======== TEXTO PARA LEITURA

Primeira parte
A RESPEITO DO HOME
Cap.
I
Sobre
a sensação
- Referente ao pensamento dos homens,
considerá-los-ei primeiro isoladamente e depois em cadeias ou dependentes uns
dos outros. Isoladamente, cada um deles é uma representação ou aparência de
alguma qualidade ou outro acidente de um corpo exterior, o que normalmente se
designa um objeto. Esse objeto atua nos olhos, nos ouvidos e em outras partes
do corpo do homem. Pela forma variada como atua, produz aparência diversa.
(P. 19).
O que se observa, portanto, é uma
dependência do pensamento em relação às coisas existentes. Ou seja, a
existência dessas é anterior à daquele. Nesse sentido, a função do pensamento é
representar tudo o que já está dado na realidade concreta.
- todas elas se originam naquilo que
denominamos sensação, já que não há nenhuma concepção do espírito do homem que
não tenha tido origem, total ou parcial, nos órgãos do sentido. Dessa origem
deriva o restante. (P. 19).
A fonte das representações, ou seja,
o pensamento são as próprias sensações, as quais estão na origem de tudo.
- o motivo da sensação é o corpo exterior, ou
objeto, que pressiona o órgão próprio de cada sentido, de forma imediata como
no paladar e tato, ou de forma mediata, como na visão, na audição e no olfato
[...] A pressão, pela mediação dos nervos e de outras cordas membranas do
corpo, prolongada em direção ao cérebro e coração, causa ali uma resistência,
ou contrapressão, ou esforço do coração para se transmitir; [...] Esta
aparência ou ilusão é que os homens chamam de sensação; Consiste, no que se
refere à visão, numa luz ou cor figurada; em relação aos ouvidos, num som; em
relação ao olfato, num cheiro, em relação a língua e paladar, num sabor; e em
relação ao resto do corpo, em frio, calor, dureza, maciez e outras sensações
tanto quantas discernimos pelo sentir. (P. 19-20).

================
======== EXCERTO DE DADOS

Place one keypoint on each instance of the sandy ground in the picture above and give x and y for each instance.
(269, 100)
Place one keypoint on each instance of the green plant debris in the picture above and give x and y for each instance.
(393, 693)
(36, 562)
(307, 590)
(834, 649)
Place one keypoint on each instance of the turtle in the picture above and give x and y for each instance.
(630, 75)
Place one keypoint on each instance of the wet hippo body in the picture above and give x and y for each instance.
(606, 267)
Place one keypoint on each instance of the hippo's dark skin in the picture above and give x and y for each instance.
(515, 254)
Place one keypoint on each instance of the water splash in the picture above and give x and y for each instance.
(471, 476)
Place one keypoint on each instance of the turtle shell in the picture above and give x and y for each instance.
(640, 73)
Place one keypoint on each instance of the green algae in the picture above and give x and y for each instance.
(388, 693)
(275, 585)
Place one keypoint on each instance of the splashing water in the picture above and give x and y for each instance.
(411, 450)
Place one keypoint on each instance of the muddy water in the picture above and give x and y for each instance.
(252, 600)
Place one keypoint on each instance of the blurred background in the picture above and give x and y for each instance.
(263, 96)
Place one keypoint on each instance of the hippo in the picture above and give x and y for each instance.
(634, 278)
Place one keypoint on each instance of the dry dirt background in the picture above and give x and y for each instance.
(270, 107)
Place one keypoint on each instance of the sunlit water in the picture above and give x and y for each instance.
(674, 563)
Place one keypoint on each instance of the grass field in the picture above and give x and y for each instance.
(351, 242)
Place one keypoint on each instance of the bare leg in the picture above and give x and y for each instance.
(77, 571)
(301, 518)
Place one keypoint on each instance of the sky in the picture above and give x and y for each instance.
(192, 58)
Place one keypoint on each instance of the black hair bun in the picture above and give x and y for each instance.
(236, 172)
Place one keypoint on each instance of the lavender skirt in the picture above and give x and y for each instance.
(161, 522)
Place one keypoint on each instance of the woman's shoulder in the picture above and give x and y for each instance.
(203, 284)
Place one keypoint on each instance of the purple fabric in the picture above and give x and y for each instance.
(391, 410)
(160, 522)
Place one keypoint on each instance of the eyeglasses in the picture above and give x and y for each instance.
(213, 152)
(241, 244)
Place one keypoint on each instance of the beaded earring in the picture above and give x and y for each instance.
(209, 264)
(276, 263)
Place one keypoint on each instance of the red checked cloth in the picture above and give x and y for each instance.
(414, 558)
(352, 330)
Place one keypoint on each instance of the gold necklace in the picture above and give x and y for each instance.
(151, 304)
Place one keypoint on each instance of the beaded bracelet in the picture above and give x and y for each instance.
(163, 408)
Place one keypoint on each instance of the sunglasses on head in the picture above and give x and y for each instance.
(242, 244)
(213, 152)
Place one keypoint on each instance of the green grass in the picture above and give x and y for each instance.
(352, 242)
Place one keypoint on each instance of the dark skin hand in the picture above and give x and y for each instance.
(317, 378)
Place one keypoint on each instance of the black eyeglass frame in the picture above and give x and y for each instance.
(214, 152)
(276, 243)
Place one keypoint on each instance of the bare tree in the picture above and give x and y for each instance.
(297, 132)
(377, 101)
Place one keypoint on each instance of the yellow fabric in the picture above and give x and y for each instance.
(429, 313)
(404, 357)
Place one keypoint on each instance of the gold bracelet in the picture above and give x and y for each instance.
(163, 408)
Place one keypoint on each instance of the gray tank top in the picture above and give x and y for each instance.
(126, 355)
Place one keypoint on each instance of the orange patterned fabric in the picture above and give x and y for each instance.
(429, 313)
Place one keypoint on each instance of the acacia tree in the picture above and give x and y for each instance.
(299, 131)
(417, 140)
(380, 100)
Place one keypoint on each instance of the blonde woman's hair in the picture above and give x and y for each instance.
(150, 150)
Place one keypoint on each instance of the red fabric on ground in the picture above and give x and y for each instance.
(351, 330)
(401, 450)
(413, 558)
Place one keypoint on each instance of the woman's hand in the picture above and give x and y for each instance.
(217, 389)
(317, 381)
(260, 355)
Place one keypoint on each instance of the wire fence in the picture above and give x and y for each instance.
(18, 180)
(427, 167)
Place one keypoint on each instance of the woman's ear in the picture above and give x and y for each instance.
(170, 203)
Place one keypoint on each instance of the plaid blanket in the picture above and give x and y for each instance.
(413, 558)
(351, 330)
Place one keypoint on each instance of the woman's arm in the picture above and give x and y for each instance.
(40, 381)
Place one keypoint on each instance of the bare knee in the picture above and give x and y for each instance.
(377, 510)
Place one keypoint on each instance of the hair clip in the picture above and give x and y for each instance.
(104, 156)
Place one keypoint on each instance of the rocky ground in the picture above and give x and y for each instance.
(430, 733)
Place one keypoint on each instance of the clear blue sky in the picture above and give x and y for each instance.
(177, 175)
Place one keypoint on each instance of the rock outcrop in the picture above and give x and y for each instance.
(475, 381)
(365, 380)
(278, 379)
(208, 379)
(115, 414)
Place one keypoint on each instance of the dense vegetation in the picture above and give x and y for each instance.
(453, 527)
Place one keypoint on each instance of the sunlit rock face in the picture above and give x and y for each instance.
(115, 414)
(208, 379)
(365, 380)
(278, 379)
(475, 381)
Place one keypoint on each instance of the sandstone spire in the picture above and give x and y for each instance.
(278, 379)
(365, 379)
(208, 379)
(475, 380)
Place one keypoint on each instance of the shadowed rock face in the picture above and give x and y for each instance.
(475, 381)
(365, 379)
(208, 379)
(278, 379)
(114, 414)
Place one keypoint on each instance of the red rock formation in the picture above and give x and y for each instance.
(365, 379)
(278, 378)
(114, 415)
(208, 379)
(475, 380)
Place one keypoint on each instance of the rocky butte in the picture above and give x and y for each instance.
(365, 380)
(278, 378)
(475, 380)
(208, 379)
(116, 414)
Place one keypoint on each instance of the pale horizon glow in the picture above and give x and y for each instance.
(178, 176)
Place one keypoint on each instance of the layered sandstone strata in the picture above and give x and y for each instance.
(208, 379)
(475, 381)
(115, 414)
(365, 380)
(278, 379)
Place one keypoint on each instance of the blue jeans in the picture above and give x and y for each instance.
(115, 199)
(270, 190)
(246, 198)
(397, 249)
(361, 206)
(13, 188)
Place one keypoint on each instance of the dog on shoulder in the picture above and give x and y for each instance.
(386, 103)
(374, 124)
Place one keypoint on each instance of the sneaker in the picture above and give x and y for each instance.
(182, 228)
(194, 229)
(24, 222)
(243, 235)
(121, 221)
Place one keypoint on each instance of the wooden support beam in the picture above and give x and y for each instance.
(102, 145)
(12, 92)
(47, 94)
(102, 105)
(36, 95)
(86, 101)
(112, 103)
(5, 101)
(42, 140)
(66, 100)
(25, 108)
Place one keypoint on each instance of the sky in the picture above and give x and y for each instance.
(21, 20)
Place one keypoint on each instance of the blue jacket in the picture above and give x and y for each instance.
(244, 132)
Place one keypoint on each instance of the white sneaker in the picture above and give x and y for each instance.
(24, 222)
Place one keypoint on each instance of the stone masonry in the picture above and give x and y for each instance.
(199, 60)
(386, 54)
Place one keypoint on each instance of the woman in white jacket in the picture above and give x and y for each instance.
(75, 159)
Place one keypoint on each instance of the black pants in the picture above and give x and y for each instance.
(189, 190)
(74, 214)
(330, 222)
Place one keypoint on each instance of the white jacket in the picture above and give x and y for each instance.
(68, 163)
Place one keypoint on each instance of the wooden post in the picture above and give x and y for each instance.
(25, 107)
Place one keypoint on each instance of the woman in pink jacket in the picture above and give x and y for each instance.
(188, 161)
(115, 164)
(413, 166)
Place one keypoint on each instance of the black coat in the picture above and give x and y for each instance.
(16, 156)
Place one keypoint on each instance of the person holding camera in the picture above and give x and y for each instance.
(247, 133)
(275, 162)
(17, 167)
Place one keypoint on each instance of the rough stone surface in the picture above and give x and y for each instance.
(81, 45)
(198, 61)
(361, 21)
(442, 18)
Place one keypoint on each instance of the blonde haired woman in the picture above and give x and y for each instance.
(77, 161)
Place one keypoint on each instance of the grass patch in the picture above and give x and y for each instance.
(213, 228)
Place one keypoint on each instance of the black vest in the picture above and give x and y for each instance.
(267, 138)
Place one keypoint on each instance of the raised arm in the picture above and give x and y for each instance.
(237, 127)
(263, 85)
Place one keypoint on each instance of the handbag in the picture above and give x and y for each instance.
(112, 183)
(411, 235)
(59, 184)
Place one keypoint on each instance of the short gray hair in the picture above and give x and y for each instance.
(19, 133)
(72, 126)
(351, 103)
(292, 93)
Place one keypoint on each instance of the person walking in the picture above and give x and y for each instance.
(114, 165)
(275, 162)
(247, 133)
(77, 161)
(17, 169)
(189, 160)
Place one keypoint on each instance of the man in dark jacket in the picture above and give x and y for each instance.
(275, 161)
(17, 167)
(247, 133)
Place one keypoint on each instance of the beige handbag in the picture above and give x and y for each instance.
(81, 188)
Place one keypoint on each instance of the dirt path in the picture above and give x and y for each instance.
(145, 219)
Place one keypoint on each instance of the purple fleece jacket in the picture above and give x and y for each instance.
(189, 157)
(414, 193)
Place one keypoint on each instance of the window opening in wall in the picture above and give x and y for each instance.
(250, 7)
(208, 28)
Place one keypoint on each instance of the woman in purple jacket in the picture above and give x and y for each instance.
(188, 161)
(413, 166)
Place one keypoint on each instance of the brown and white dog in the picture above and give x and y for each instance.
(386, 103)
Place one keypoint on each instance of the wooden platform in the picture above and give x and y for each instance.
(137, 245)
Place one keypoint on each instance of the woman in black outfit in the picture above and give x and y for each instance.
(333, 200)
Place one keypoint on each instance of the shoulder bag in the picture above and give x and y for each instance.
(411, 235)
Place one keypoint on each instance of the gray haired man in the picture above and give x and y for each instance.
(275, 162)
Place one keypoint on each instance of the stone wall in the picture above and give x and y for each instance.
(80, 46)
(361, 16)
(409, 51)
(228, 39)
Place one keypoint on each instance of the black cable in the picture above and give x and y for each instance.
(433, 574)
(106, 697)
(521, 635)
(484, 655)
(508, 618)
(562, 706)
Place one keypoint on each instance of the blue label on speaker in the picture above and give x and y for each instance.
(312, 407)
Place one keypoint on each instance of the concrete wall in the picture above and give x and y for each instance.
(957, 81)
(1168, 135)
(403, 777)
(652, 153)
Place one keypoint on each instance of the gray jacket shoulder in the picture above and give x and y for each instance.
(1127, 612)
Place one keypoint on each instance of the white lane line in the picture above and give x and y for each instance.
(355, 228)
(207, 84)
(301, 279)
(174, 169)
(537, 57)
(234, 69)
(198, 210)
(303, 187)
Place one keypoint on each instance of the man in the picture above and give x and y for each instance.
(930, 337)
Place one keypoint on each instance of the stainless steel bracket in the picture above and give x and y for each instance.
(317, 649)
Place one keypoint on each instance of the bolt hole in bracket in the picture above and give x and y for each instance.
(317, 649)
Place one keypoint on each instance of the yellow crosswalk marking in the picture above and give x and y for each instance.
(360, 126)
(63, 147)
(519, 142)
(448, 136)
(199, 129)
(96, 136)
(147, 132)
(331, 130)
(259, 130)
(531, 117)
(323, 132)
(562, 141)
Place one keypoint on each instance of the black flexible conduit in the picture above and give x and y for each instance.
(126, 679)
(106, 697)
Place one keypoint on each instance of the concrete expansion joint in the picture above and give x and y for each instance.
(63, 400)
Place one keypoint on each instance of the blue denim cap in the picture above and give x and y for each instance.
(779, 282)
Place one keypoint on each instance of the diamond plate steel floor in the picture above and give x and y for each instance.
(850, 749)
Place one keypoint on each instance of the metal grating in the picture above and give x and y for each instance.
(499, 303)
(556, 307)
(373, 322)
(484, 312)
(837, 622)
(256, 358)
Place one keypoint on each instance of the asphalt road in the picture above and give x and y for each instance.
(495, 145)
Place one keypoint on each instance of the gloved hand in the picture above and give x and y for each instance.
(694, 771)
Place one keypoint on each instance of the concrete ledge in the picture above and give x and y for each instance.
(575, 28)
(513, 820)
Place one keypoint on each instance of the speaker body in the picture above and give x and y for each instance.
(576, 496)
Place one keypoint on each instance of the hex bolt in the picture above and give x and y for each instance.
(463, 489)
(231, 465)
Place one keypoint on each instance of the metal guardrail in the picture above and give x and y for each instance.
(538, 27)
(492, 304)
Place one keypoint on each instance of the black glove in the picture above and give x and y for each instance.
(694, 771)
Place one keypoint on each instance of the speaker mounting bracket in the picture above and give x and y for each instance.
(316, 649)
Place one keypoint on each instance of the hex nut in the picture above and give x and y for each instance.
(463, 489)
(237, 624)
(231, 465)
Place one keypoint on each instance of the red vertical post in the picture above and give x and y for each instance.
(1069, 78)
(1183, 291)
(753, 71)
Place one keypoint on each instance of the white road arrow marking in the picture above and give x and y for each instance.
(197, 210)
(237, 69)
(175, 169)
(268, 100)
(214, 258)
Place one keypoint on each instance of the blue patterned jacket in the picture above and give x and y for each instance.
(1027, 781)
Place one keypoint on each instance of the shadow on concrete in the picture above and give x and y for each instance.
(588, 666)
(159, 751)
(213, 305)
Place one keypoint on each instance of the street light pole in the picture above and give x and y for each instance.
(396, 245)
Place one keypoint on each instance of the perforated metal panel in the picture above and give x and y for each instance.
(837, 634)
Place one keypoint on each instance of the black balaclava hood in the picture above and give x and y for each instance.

================

■ **INSTRUÇÕES**
Reproduza fielmente o trecho do texto sobre a sensação que vai de "O que se observa, portanto, é" a "na realidade concreta.".

■ **RESOLUÇÃO**
O que se observa, portanto, é uma
dependência do pensamento em relação às coisas existentes. Ou seja, a
existência dessas é anterior à daquele. Nesse sentido, a função do pensamento é
representar tudo o que já está dado na realidade concreta.